> _OBJETIVO DE LA TAREA_
Copia de nuevo todas las líneas del tramo que va desde la que contiene "Dear assistant, the user would like the man identified" hasta la que contiene "[413,72,644,449]", ambas incluidas, con las peticiones incluidas. Desplaza además en 78 cada número de las coordenadas de las respuestas.

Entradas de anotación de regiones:
□ □ □ □ □ □ □
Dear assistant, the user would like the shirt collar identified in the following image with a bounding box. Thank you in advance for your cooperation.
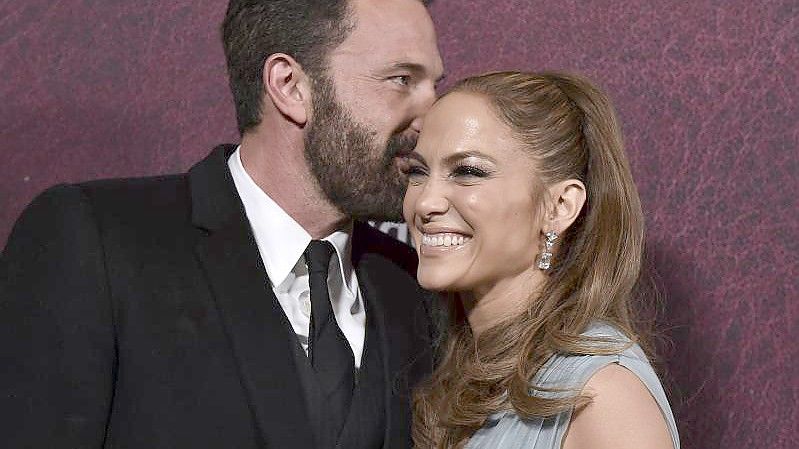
[228,147,357,294]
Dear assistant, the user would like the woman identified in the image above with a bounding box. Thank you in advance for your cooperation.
[404,72,679,449]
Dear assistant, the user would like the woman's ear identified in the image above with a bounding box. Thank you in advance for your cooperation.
[263,53,311,127]
[544,179,586,234]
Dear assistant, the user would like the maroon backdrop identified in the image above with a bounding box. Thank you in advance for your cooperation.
[0,0,799,449]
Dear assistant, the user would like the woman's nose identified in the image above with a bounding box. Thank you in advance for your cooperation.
[416,180,449,220]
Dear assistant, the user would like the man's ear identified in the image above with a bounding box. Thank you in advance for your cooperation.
[263,53,311,127]
[544,179,586,234]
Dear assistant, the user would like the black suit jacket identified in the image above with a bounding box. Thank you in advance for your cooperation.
[0,146,432,449]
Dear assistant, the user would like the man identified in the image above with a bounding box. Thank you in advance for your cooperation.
[0,0,442,449]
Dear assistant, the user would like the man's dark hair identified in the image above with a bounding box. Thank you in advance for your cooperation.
[222,0,354,134]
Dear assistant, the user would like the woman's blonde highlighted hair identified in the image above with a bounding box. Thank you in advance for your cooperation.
[413,72,644,449]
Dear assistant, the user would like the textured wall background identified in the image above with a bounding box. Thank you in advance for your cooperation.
□ □ □ □ □ □ □
> _SOLUCIÓN_
Dear assistant, the user would like the man identified in the image above with a bounding box. Thank you in advance for your cooperation.
[78,78,520,527]
Dear assistant, the user would like the man's dark hair identified in the image above with a bounding box. Thank you in advance for your cooperation.
[300,78,432,212]
Dear assistant, the user would like the woman's blonde highlighted hair identified in the image above with a bounding box. Thank you in advance for your cooperation.
[491,150,722,527]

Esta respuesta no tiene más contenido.